_Task to carry out_. Collect each line of the entries below that contains the string "background". Treat uppercase and lowercase as different letters.

_Items_.
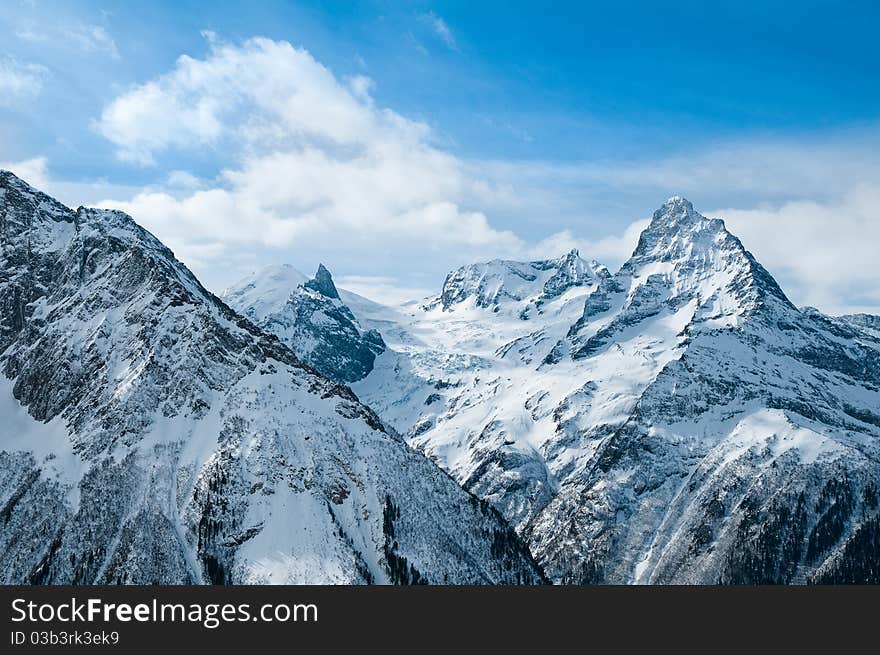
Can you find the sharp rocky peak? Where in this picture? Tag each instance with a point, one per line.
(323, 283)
==
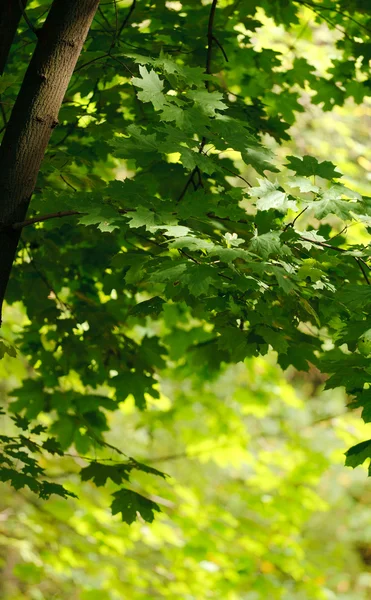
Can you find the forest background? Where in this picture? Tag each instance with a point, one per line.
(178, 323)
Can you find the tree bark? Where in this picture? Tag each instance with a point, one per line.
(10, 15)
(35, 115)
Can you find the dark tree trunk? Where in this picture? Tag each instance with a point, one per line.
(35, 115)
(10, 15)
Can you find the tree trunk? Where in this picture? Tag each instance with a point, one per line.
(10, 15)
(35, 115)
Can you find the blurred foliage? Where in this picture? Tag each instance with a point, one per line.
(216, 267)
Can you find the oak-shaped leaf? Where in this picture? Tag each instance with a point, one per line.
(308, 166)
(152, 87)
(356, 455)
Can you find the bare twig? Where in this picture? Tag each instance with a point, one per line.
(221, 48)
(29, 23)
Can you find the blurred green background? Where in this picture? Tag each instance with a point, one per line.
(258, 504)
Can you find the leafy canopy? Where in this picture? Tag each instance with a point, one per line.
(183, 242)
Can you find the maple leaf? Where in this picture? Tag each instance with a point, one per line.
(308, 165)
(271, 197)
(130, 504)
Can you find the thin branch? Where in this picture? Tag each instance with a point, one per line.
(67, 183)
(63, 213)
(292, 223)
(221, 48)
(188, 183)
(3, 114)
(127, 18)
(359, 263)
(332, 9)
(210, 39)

_Worked answer_.
Can you find the forest background? Where in this picture? Tag each instance with a point, one per line.
Can you find the blurred green background? Where in this picture? Tag each instance with a point, one per line.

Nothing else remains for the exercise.